• Consegne dell'esercizio:
A: Riproduci fedelmente il passo dell'articolo sul merito che parte da "A proposito di" e arriva fino a "era stata respinta.".
B: Nell'articolo sul merito, quali due pensatori già respingevano con rigore ogni criterio di valutazione della persona diverso dalla conoscenza e dalla qualificazione specializzata?
C: Quali figure cita l'articolo sul merito come possibili esempi di «governante» dalla cui decisione discrezionale dipende la meritocrazia?

##### Estratto fornito #####

A proposito di merito*
di Bruno Trentin *
Ecco il testo completo dell’ultimo articolo
scritto da Bruno Trentin per l’Unità. Un’analisi storica e filosofica del
concetto di merito.
La meritocrazia come criterio di selezione degli
individui al lavoro ritorna alla moda nel linguaggio della sinistra e del
centrosinistra, dopo il 1989; ma prima ancora con la scoperta fatta da Claudio
Martelli a un Congresso del Psi sulla validità di una società «dei meriti e dei
bisogni». In realtà, sin dall’illuminismo, la meritocrazia che presupponeva la
legittimazione della decisione discrezionale di un «governante», sia esso un
caporeparto, un capo ufficio, un barone universitario o, naturalmente un
politico inserito nella macchina di governo, era stata respinta.
Era stata respinta come una sostituzione della
formazione e dell’educazione, che solo possono essere assunte come criterio di
riconoscimento dell’attitudine di qualsiasi lavoratore di svolgere la funzione
alla quale era candidato. Già Rousseau e, con lui, Condorcet respingevano con
rigore qualsiasi criterio, diverso dalla conoscenza e dalla qualificazione
specializzata, di valutazione del «valore» della persona e lo riconoscevano
come una mera espressione di un potere autoritario e discriminatorio.
Ma da allora, con il sopravvento nel mondo delle
imprese di una cultura del potere e dell’autorità il ricorso al «merito» (e non
solo e non tanto alla qualificazione e alla competenza accertata) ha sempre
avuto il ruolo di sancire, dalla prima rivoluzione industriale al fordismo, il
potere indivisibile del padrone o del governante; e il significato di
ridimensionare ogni valutazione fondata sulla conoscenza e il «sapere fare»,
valorizzando invece, come fattori determinanti, criteri come quelli della
fedeltà, della lealtà nei confronti del superiore, di obbedienza e, in quel
contesto, negli anni del fordismo, dell’anzianità aziendale.

##### Materiale fornito #####

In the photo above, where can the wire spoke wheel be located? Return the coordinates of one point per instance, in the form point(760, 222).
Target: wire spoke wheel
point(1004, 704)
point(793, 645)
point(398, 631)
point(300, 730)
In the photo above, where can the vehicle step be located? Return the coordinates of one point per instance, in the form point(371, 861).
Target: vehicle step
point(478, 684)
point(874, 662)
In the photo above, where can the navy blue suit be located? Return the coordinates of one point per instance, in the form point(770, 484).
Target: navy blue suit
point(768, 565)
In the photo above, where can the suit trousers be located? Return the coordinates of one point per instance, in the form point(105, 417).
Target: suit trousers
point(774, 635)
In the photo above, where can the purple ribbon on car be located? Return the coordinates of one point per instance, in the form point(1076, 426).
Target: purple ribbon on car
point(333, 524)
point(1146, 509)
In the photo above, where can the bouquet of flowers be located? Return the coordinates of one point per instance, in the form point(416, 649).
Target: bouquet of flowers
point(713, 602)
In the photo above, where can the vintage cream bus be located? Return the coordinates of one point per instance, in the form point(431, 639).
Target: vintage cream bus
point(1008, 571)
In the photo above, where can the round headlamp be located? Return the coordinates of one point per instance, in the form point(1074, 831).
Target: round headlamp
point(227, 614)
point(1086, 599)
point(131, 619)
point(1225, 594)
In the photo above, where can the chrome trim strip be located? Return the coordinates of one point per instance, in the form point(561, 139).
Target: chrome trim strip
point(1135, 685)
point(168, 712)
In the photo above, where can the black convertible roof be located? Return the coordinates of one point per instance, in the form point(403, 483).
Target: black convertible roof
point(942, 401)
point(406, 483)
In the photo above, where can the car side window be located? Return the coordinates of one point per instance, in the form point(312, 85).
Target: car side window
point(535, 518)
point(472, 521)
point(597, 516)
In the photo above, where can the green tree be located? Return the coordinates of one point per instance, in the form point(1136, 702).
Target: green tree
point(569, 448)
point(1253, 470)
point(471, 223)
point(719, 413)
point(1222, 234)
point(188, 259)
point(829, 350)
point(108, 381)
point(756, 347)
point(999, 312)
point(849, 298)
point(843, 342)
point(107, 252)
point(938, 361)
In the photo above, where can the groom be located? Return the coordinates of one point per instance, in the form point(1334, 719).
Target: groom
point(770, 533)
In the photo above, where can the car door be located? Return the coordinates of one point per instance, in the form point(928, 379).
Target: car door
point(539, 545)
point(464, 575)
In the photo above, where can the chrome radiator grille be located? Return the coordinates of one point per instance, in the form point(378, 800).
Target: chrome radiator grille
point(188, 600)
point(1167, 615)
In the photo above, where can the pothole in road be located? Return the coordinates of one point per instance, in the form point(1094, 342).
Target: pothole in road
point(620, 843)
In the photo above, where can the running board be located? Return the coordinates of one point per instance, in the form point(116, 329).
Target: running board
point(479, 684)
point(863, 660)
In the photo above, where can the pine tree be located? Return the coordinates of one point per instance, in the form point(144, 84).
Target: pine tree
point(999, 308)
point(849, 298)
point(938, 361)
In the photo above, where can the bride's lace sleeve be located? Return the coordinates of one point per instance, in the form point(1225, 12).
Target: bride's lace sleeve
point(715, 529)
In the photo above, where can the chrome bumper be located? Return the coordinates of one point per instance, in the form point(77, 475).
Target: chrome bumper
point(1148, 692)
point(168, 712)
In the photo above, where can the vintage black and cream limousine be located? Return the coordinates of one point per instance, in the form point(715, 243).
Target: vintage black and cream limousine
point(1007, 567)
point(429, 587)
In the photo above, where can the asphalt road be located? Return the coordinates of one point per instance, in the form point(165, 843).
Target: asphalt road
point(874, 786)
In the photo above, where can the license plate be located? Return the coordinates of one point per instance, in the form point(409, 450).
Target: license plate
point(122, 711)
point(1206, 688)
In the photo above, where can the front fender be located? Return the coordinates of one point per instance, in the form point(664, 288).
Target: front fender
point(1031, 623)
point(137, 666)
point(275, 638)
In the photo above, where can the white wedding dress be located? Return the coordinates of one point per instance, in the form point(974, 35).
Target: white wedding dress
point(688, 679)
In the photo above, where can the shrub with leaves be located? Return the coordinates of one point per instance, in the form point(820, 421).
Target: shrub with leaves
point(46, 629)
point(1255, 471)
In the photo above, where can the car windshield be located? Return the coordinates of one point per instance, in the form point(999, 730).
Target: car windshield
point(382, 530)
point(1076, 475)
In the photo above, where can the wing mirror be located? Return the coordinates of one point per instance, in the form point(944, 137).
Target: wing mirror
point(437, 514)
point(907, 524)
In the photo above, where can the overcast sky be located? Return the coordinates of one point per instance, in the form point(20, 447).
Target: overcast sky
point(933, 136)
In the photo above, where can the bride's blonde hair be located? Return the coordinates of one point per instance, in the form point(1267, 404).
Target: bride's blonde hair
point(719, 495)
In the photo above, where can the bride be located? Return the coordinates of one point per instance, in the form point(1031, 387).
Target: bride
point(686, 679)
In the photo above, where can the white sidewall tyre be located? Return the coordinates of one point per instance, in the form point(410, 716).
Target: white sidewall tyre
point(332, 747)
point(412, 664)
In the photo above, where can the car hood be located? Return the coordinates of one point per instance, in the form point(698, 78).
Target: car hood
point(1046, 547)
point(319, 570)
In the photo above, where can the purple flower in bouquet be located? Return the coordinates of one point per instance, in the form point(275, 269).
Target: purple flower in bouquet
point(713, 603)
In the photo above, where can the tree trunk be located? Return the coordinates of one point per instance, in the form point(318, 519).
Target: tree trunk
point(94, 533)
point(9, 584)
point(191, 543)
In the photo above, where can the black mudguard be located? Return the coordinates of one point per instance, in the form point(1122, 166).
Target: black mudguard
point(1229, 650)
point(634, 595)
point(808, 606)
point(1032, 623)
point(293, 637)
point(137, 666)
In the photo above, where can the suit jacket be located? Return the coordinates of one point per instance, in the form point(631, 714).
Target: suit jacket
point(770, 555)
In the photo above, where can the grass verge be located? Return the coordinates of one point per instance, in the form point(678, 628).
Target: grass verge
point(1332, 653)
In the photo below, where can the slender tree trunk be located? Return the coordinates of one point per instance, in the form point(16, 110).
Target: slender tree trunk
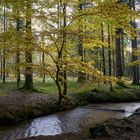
point(123, 67)
point(18, 54)
point(103, 50)
point(65, 53)
point(81, 75)
point(29, 71)
point(118, 53)
point(43, 63)
point(135, 68)
point(109, 51)
point(4, 55)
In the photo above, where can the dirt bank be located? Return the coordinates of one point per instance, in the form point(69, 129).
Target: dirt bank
point(19, 106)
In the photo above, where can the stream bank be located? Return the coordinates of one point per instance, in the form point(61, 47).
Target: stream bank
point(19, 106)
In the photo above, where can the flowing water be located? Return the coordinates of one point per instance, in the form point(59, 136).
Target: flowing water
point(69, 121)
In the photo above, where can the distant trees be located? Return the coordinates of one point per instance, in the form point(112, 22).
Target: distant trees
point(82, 38)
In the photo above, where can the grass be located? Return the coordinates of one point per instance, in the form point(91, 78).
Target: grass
point(49, 87)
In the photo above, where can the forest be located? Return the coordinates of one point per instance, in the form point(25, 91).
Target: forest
point(56, 55)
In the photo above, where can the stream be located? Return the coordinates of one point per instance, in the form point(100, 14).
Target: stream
point(74, 120)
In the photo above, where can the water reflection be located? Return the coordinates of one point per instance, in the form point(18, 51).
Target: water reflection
point(69, 121)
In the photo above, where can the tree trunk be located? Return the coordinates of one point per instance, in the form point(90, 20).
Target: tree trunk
point(109, 51)
point(135, 68)
point(28, 72)
point(81, 75)
point(18, 54)
point(103, 51)
point(118, 53)
point(4, 55)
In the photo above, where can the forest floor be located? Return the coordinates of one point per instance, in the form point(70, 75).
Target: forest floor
point(112, 129)
point(19, 106)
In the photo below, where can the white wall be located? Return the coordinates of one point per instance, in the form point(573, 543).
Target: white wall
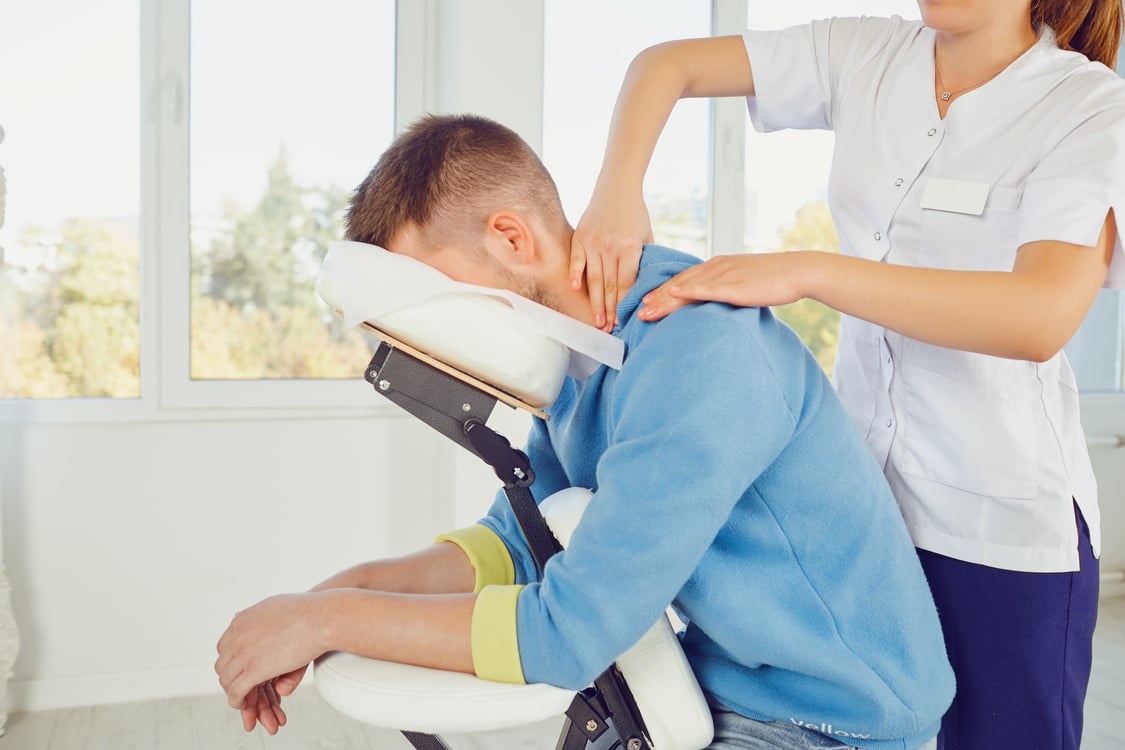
point(129, 545)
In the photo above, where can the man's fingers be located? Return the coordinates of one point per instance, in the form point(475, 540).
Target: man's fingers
point(611, 289)
point(594, 285)
point(249, 712)
point(276, 704)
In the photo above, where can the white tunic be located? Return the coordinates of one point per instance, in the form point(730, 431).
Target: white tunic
point(983, 453)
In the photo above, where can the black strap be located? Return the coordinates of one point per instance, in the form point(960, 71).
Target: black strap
point(513, 468)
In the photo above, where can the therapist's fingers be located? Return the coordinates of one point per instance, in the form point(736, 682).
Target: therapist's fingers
point(595, 287)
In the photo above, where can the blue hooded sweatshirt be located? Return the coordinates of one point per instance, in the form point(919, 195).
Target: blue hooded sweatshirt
point(730, 484)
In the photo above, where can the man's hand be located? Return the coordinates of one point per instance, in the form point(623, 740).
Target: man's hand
point(263, 654)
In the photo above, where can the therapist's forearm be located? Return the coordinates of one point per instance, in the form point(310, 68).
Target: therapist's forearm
point(655, 81)
point(1016, 315)
point(440, 568)
point(426, 631)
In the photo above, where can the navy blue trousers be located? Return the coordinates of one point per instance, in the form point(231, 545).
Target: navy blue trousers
point(1020, 648)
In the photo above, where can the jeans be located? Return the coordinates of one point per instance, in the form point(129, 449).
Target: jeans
point(737, 732)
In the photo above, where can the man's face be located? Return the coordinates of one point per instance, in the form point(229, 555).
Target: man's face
point(470, 265)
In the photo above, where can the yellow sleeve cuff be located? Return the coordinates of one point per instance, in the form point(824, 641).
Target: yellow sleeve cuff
point(487, 554)
point(495, 645)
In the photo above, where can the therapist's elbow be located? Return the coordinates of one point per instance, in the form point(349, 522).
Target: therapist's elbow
point(1038, 345)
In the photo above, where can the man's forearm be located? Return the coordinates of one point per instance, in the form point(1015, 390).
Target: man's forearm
point(424, 630)
point(440, 568)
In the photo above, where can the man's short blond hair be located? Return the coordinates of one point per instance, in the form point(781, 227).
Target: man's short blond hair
point(448, 173)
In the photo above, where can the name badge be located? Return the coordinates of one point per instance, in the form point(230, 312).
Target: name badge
point(955, 196)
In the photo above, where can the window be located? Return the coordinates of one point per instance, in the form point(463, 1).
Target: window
point(289, 108)
point(586, 50)
point(69, 218)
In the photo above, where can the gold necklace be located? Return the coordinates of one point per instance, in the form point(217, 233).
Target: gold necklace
point(946, 95)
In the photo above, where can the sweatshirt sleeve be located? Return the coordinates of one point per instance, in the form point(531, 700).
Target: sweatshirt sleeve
point(487, 554)
point(675, 467)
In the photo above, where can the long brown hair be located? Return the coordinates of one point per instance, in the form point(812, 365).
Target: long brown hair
point(1091, 27)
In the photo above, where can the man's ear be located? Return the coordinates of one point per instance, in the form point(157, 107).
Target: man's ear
point(509, 237)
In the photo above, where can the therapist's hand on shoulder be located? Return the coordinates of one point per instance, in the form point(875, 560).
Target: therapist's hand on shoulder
point(606, 246)
point(746, 280)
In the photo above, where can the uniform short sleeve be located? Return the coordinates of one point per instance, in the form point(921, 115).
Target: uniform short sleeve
point(798, 71)
point(1077, 182)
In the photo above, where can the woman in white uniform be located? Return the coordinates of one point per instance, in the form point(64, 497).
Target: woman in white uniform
point(977, 186)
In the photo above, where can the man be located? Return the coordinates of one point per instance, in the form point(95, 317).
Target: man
point(728, 480)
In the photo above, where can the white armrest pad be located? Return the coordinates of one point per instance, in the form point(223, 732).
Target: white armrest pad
point(434, 702)
point(430, 701)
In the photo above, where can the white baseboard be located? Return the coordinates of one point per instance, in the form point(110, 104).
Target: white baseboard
point(120, 687)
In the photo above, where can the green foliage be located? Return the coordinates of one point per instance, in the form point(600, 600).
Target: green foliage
point(79, 333)
point(817, 324)
point(254, 309)
point(71, 328)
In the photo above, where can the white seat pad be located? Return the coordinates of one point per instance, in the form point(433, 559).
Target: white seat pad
point(430, 701)
point(434, 702)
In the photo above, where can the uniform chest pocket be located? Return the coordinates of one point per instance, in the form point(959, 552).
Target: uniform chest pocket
point(965, 242)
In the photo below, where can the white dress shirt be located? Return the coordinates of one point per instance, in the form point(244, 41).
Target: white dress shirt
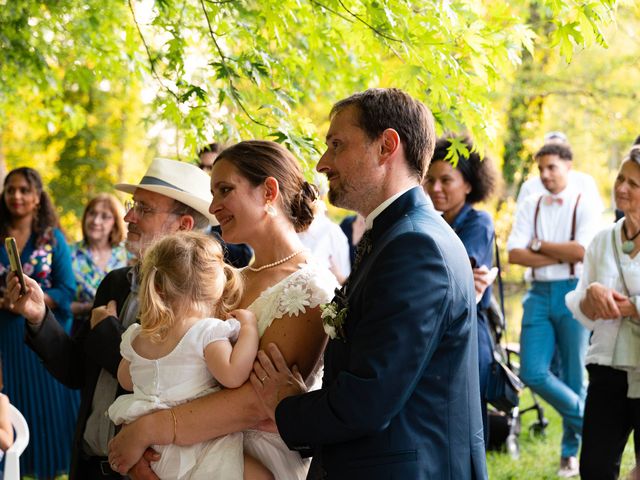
point(554, 225)
point(327, 242)
point(582, 182)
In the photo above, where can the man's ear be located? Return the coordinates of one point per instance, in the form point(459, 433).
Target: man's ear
point(389, 144)
point(271, 189)
point(186, 223)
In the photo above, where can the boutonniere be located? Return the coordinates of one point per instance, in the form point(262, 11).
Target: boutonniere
point(334, 315)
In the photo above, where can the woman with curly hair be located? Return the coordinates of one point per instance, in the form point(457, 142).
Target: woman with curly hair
point(26, 213)
point(453, 192)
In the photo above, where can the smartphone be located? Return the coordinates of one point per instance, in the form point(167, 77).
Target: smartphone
point(14, 260)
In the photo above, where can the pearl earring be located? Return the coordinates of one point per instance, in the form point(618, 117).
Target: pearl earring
point(270, 209)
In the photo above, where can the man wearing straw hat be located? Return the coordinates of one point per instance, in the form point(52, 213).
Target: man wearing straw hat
point(171, 196)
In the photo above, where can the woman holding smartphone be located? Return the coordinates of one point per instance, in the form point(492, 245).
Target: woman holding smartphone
point(27, 214)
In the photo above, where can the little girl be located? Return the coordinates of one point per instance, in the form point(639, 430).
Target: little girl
point(181, 351)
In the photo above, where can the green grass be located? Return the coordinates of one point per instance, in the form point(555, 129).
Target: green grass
point(539, 455)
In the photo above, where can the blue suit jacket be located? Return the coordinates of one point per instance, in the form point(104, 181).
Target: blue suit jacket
point(400, 397)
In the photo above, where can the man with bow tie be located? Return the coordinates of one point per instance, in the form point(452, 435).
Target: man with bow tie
point(550, 234)
point(400, 394)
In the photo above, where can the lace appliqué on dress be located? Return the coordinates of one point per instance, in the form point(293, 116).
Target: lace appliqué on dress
point(307, 287)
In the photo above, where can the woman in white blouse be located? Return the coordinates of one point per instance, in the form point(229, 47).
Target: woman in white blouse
point(607, 302)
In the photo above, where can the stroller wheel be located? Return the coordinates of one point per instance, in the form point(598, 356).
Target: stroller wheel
point(538, 429)
point(512, 446)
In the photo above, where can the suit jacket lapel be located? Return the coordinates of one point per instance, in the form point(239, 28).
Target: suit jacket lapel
point(411, 199)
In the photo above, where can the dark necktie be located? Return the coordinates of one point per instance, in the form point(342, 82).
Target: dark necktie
point(362, 249)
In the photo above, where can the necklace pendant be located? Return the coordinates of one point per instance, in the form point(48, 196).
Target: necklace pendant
point(627, 247)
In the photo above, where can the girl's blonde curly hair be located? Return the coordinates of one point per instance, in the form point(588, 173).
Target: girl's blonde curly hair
point(181, 274)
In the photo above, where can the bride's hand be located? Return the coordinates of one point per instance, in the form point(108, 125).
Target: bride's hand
point(142, 469)
point(267, 426)
point(126, 450)
point(273, 381)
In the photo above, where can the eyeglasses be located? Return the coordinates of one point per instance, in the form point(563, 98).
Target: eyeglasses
point(140, 209)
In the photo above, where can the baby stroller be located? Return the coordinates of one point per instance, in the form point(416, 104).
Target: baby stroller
point(505, 423)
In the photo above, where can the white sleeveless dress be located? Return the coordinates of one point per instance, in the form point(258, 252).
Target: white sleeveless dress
point(178, 377)
point(308, 287)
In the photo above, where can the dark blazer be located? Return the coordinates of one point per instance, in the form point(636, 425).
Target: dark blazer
point(76, 361)
point(400, 397)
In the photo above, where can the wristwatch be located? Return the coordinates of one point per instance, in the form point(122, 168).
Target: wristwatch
point(535, 245)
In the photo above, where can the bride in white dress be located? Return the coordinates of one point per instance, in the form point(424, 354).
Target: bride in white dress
point(260, 198)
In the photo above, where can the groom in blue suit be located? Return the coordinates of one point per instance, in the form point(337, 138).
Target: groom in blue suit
point(400, 396)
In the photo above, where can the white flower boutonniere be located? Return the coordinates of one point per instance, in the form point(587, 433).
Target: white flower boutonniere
point(334, 316)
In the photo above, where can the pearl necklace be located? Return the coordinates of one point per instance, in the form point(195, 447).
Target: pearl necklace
point(628, 245)
point(276, 263)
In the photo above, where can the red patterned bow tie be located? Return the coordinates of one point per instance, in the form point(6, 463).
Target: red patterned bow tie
point(550, 200)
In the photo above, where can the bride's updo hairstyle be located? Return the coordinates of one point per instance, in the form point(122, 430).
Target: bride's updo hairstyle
point(257, 160)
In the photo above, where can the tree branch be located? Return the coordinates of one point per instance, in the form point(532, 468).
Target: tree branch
point(332, 11)
point(374, 29)
point(146, 47)
point(223, 59)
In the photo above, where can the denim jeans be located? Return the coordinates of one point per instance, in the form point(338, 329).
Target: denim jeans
point(547, 324)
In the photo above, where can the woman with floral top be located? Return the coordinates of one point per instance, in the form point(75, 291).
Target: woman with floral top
point(100, 251)
point(26, 213)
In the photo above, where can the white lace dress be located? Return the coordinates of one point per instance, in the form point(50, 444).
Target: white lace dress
point(177, 377)
point(308, 287)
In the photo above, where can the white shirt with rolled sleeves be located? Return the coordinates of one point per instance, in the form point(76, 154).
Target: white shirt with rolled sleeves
point(578, 180)
point(554, 225)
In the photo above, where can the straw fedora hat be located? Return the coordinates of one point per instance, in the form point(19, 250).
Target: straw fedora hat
point(181, 181)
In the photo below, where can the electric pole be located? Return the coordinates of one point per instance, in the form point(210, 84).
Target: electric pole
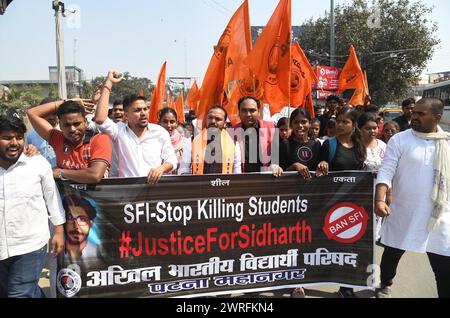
point(59, 11)
point(332, 36)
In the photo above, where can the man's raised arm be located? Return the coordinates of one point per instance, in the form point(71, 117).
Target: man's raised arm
point(37, 116)
point(101, 113)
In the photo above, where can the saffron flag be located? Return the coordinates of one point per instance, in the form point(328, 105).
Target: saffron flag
point(158, 96)
point(302, 80)
point(352, 77)
point(270, 59)
point(225, 64)
point(179, 107)
point(193, 98)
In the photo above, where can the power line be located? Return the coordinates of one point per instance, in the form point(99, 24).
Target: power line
point(222, 6)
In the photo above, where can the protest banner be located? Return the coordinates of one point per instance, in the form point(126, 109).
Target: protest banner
point(193, 236)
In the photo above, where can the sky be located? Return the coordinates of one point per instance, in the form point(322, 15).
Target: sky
point(139, 35)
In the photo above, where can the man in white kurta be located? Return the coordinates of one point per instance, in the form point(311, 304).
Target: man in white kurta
point(409, 170)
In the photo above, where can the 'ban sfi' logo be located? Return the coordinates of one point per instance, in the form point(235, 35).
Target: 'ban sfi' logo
point(346, 223)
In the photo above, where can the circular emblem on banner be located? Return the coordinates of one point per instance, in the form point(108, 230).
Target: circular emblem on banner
point(346, 223)
point(68, 282)
point(304, 153)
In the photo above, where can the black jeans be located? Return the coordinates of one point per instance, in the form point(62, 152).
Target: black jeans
point(440, 265)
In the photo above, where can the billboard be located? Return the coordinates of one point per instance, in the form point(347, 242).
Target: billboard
point(327, 78)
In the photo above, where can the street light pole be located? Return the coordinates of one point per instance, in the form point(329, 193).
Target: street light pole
point(59, 11)
point(332, 36)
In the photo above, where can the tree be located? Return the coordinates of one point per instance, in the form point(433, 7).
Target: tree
point(394, 49)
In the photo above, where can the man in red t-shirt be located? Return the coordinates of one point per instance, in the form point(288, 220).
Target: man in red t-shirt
point(80, 157)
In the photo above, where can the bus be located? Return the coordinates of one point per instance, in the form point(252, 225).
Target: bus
point(442, 91)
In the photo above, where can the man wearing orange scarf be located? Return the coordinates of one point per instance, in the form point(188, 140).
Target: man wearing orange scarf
point(213, 151)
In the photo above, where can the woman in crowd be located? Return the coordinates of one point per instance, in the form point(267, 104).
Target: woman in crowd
point(346, 151)
point(376, 149)
point(168, 119)
point(314, 131)
point(298, 153)
point(283, 126)
point(389, 130)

#####

• Risposte per consegna:
A:
A proposito di merito*
di Bruno Trentin *
Ecco il testo completo dell’ultimo articolo
scritto da Bruno Trentin per l’Unità. Un’analisi storica e filosofica del
concetto di merito.
La meritocrazia come criterio di selezione degli
individui al lavoro ritorna alla moda nel linguaggio della sinistra e del
centrosinistra, dopo il 1989; ma prima ancora con la scoperta fatta da Claudio
Martelli a un Congresso del Psi sulla validità di una società «dei meriti e dei
bisogni». In realtà, sin dall’illuminismo, la meritocrazia che presupponeva la
legittimazione della decisione discrezionale di un «governante», sia esso un
caporeparto, un capo ufficio, un barone universitario o, naturalmente un
politico inserito nella macchina di governo, era stata respinta.

B: Rousseau e Condorcet.

C: Un caporeparto, un capo ufficio, un barone universitario e un politico inserito nella macchina di governo.